» **WHAT TO DO**
In these entries, tally the lines where "pine" occurs. Respond with only the count.

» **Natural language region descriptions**
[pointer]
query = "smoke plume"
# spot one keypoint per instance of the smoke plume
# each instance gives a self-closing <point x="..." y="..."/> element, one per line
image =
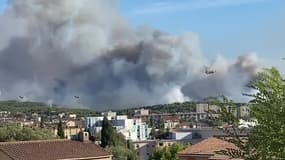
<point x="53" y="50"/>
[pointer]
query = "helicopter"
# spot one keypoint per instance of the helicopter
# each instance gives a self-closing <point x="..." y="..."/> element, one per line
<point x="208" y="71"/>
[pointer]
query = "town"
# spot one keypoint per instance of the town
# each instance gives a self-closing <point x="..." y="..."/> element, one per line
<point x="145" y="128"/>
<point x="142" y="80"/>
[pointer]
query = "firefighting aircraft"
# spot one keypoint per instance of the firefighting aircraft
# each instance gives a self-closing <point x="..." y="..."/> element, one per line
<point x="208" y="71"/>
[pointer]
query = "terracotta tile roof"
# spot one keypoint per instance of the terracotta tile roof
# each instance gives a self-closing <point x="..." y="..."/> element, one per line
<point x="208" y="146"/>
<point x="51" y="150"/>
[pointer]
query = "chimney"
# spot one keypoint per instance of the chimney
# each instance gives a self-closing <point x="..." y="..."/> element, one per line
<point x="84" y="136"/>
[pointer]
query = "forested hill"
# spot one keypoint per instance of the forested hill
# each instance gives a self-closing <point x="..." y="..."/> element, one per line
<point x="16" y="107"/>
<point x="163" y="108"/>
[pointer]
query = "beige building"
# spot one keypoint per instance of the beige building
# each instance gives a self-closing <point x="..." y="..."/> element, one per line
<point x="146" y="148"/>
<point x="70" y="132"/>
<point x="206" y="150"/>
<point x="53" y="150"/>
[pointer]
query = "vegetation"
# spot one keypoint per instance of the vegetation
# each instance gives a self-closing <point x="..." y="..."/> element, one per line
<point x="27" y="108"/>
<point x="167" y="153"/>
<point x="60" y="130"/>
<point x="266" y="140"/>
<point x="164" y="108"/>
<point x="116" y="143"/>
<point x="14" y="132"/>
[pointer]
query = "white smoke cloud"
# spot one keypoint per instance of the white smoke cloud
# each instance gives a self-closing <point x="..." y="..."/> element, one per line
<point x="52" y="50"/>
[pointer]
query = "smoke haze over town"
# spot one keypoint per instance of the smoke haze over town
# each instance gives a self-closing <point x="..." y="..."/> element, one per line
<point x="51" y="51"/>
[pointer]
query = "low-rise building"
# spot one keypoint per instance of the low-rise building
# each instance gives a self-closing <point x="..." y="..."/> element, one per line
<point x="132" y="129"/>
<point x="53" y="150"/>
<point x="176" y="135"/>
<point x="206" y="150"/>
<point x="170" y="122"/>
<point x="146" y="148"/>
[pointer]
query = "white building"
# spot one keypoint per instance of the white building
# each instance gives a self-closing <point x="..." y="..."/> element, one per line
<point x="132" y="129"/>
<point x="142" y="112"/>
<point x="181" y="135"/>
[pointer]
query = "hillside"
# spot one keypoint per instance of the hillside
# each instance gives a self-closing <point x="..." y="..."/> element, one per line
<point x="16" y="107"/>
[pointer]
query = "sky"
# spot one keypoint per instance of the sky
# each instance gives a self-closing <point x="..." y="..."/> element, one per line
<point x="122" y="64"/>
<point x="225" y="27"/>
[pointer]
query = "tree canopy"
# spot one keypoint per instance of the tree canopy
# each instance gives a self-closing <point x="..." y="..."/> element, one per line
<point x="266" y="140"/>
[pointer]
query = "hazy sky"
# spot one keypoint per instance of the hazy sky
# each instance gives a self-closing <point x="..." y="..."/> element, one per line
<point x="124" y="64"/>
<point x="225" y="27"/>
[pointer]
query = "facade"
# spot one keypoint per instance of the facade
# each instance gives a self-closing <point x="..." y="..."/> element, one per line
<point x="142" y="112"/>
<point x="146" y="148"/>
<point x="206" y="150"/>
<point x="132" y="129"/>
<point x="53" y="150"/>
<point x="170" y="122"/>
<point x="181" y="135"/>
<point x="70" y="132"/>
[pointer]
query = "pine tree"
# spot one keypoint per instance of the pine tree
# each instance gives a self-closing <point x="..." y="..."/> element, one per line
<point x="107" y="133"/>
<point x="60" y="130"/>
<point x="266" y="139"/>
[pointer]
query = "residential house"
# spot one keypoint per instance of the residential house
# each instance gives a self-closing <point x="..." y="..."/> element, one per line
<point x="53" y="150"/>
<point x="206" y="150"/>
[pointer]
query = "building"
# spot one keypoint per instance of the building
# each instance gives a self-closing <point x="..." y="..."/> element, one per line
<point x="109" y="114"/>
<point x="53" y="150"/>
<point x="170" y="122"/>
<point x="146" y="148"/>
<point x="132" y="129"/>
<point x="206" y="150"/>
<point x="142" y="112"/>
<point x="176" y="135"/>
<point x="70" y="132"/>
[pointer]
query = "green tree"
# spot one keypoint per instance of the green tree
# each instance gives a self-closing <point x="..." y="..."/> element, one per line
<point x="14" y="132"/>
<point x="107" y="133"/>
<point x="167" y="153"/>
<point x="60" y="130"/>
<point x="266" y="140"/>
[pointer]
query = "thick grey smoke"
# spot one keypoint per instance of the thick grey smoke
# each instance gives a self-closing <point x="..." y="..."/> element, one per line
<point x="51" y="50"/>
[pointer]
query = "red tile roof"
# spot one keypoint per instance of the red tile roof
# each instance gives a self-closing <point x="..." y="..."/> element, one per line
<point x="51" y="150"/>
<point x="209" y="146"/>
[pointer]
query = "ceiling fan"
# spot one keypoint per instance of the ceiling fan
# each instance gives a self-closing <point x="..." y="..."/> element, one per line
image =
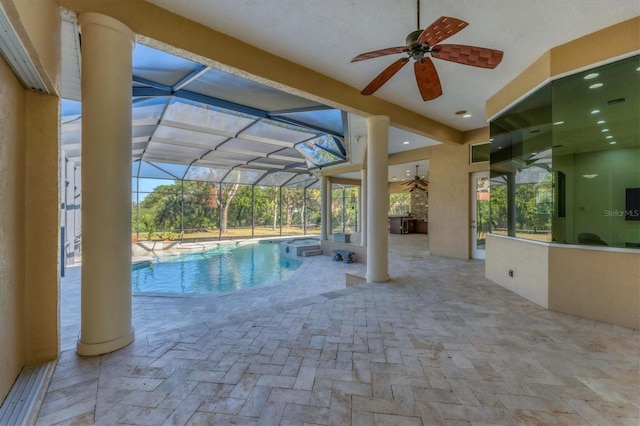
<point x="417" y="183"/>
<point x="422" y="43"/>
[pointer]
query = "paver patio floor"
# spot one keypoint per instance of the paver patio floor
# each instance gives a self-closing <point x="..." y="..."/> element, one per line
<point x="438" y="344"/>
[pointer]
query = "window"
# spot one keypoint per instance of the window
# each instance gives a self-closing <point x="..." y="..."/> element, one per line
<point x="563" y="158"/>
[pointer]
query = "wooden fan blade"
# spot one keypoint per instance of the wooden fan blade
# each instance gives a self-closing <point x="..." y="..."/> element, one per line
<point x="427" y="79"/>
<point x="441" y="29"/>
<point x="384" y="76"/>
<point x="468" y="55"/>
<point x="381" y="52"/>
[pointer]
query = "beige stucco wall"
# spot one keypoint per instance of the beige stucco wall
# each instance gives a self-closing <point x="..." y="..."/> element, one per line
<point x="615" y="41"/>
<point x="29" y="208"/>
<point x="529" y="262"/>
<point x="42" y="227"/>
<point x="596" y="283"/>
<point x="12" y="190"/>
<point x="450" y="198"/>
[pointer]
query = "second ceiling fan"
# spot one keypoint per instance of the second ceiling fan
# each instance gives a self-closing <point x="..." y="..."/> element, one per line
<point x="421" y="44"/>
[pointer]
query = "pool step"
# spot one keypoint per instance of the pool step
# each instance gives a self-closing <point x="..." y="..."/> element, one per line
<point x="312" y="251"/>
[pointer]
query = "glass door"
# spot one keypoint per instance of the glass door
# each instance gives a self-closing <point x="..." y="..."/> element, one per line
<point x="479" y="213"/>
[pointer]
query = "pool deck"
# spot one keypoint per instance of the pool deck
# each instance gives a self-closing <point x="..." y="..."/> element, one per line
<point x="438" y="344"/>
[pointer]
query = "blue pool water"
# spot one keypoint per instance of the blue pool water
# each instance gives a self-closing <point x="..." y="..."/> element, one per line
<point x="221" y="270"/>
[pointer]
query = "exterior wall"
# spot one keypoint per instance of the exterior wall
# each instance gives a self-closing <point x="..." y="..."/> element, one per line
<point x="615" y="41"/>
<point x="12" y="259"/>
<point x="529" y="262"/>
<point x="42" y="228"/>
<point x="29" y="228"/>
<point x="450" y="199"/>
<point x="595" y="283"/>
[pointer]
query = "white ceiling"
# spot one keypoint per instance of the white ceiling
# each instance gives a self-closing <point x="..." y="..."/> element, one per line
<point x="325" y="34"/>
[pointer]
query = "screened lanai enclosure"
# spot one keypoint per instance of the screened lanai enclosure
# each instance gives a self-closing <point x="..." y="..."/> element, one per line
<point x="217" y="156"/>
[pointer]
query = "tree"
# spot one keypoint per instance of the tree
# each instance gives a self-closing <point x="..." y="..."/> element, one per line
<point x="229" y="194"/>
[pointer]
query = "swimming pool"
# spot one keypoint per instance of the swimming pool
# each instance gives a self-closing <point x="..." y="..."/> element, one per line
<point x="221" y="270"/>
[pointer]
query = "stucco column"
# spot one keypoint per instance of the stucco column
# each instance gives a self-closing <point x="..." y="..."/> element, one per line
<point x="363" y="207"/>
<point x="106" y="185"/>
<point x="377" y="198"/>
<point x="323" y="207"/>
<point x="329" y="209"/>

...

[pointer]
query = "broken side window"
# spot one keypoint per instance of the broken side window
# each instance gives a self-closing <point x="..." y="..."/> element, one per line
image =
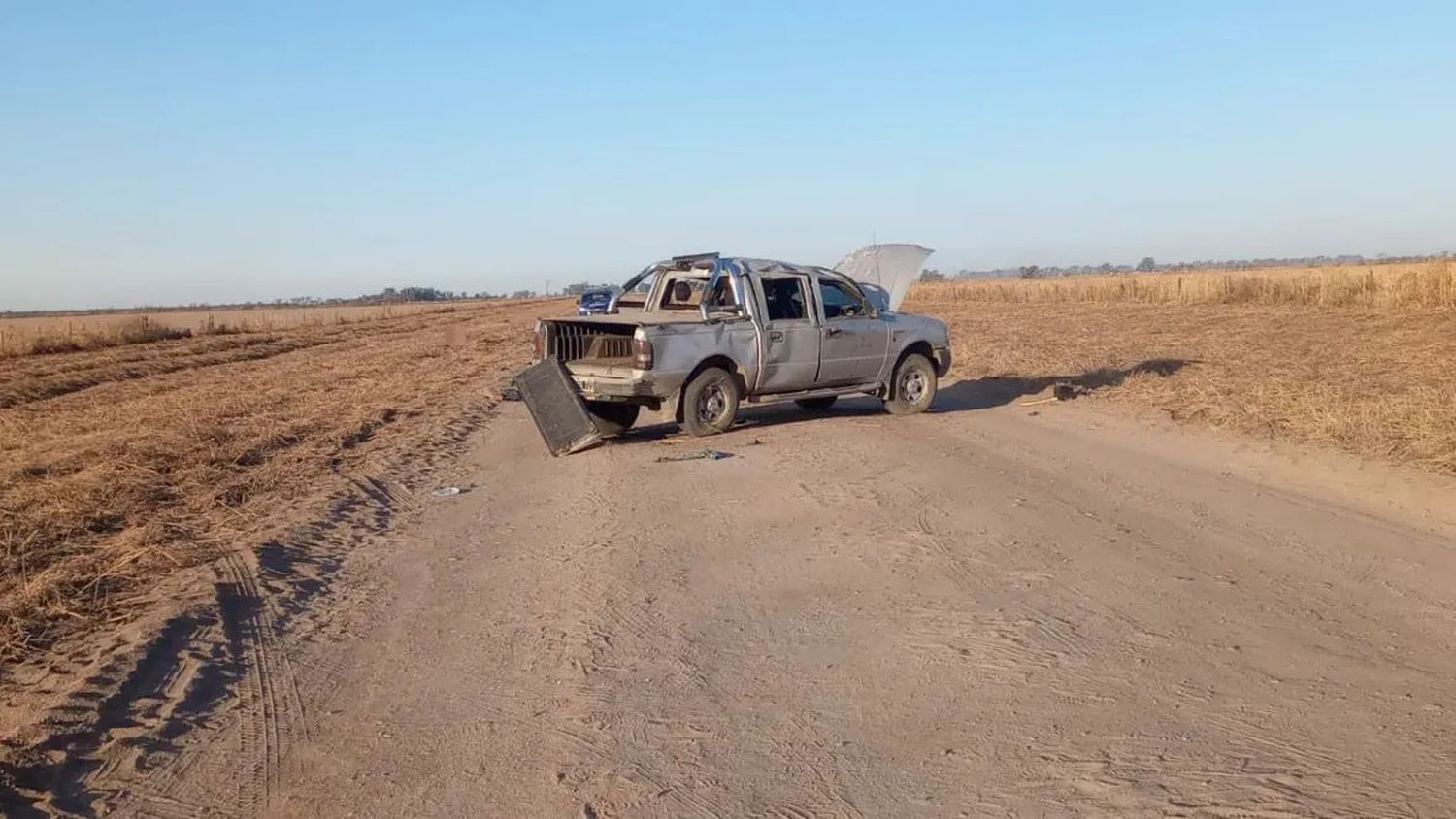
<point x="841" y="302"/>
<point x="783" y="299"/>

» **YOUR RESPONSE**
2